------ 文档节选 ------

可以看到MySQLConnector需要MySQL server 配置 binlog_format 为 ROW。

修改此配置后，再次通过进行kafka-console-consumer.sh 进行验证，即可看到测试数据库中的所有事件：

$ ./kafka-console-consumer.sh --bootstrap-server xxxx --topic schema-changes.inventory --from-beginning
…
{
  "source" : {
    "server" : "mysql-tang"
  },
  "position" : {
    "ts_sec" : 1621585297,
    "file" : "mysql-bin-changelog.000015",
    "pos" : 511,
    "snapshot" : true
  },
  "databaseName" : "inventory",
  "ddl" : "CREATE DATABASE `inventory` CHARSET latin1 COLLATE latin1_swedish_ci",
  "tableChanges" : [ ]
}
…
{
  "source" : {
    "server" : "mysql-tang"
  },
  "position" : {
    "ts_sec" : 1621585297,
    "file" : "mysql-bin-changelog.000015",
    "pos" : 511,
    "snapshot" : true
  },
  "databaseName" : "inventory",
  "ddl" : "CREATE TABLE `test` (
  `id` int(11) DEFAULT NULL,
  `name` varchar(10) DEFAULT NULL
) ENGINE=InnoDB DEFAULT CHARSET=latin1",
  "tableChanges" : [ {
    "type" : "CREATE",
    "id" : ""inventory"."test"",
    "table" : {
      "defaultCharsetName" : "latin1",
      "primaryKeyColumnNames" : [ ],
      "columns" : [ {
        "name" : "id",
        "jdbcType" : 4,
        "typeName" : "INT",
        "typeExpression" : "INT",
        "charsetName" : null,
        "length" : 11,
        "position" : 1,
        "optional" : true,
        "autoIncremented" : false,
        "generated" : false
      }, {
        "name" : "name",
        "jdbcType" : 12,
        "typeName" : "VARCHAR",
        "typeExpression" : "VARCHAR",
        "charsetName" : "latin1",
        "length" : 10,
        "position" : 2,
        "optional" : true,
        "autoIncremented" : false,
        "generated" : false
      } ]
    }
  } ]
}

4. Flink 消费Debezium 类型消息

RMDB数据经Debezium Connector写入Kafka后，先由Flink进行消费。可以参考Flink官网中对Debezium格式的处理代码^[5]：

CREATE TABLE topic_products (
  -- schema is totally the same to the MySQL "products" table
  id BIGINT,
  name STRING,
  description STRING,
  weight DECIMAL(10, 2)

------ 给定数据行 ------

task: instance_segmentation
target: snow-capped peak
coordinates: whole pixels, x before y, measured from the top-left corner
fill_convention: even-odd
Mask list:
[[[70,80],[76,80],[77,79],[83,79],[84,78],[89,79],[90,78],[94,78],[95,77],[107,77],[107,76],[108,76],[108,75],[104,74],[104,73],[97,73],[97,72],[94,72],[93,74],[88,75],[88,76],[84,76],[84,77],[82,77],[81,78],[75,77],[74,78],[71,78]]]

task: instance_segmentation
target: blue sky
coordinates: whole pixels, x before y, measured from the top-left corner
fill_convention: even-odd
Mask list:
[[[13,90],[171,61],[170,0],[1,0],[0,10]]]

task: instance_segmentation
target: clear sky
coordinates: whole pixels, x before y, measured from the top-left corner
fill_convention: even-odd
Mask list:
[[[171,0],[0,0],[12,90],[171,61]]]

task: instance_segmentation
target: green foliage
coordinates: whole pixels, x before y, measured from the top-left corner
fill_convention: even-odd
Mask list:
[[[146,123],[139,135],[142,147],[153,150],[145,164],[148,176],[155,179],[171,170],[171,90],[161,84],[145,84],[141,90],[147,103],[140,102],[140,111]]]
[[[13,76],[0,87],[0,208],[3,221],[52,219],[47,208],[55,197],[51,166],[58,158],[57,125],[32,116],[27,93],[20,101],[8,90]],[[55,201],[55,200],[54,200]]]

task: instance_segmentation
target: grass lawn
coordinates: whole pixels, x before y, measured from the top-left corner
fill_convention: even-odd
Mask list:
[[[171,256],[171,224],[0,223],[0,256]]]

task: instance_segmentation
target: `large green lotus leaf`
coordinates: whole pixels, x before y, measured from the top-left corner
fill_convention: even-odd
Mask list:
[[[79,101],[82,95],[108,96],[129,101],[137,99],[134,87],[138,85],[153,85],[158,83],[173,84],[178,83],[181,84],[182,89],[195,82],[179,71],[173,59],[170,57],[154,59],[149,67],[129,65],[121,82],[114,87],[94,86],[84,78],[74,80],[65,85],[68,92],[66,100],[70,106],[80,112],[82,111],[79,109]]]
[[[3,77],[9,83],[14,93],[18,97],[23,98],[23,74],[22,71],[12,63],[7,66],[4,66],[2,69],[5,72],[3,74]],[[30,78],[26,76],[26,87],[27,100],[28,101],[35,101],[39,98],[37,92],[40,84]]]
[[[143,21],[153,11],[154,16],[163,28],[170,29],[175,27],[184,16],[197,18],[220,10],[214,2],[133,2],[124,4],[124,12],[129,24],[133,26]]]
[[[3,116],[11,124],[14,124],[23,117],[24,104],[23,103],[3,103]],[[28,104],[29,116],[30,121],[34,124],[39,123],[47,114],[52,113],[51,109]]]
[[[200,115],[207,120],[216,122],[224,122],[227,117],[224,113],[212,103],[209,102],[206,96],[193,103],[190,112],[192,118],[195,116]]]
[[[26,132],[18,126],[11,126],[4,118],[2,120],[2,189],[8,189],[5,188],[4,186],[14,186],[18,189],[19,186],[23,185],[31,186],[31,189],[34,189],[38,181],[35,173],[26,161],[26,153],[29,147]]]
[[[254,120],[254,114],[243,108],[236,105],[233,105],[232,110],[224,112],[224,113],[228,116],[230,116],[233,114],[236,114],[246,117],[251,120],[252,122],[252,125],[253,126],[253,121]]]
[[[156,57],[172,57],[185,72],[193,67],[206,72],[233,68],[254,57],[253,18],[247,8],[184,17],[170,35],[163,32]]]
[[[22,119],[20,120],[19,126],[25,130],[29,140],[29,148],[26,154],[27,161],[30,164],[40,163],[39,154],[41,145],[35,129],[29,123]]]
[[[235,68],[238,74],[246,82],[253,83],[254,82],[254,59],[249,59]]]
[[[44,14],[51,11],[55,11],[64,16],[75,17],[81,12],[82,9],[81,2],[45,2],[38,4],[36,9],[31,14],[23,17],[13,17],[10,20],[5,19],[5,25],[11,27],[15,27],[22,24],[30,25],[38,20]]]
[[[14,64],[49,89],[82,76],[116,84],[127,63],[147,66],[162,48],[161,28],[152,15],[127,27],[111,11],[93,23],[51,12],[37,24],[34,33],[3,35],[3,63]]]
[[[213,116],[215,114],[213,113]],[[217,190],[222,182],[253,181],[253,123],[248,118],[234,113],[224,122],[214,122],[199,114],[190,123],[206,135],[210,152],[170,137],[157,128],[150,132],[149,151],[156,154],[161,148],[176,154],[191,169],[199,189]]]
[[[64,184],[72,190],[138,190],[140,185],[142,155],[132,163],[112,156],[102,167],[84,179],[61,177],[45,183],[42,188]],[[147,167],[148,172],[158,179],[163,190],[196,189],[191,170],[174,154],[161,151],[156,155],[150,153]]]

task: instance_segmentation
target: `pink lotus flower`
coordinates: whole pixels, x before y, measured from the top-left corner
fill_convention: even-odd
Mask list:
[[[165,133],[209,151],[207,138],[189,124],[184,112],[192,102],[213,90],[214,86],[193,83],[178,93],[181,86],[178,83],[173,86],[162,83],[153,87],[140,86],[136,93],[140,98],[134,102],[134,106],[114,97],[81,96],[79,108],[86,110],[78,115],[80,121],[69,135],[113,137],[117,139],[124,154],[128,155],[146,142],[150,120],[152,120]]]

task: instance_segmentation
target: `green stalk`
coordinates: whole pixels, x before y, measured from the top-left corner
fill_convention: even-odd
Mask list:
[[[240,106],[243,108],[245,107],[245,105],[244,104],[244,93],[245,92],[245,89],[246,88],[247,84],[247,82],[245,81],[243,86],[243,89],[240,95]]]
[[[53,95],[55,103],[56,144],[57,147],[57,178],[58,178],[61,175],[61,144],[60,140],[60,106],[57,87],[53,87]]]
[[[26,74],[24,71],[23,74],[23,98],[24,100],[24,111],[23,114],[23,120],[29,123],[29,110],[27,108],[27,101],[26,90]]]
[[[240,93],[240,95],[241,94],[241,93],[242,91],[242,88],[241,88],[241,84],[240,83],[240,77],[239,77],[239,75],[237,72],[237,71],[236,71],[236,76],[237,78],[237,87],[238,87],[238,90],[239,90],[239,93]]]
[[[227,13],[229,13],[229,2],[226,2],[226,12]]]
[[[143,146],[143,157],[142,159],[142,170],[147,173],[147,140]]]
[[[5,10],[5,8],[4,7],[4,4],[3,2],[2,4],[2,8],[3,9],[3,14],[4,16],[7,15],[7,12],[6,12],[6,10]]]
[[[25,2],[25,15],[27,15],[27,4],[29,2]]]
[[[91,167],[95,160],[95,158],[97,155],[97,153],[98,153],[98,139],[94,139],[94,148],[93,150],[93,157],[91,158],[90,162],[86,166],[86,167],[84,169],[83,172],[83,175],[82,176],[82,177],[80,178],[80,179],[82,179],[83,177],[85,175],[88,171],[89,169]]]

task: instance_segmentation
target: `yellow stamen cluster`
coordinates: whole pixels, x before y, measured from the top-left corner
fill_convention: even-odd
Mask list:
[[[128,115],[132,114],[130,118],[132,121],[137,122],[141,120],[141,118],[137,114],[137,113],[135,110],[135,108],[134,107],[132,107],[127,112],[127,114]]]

------

**任务要求:**
• 1. 请把文档节选中从“RMDB数据经Debeziu”开始、到“weight DECIMAL(10, 2)”结束的这段文字一字不差地抄写下来。
• 2. 根据文档节选，MySQLConnector 要求 MySQL server 把 binlog_format 配置成什么值？

**依次作答:**
• 1.
RMDB数据经Debezium Connector写入Kafka后，先由Flink进行消费。可以参考Flink官网中对Debezium格式的处理代码^[5]：

CREATE TABLE topic_products (
  -- schema is totally the same to the MySQL "products" table
  id BIGINT,
  name STRING,
  description STRING,
  weight DECIMAL(10, 2)

• 2. binlog_format 需要配置为 ROW。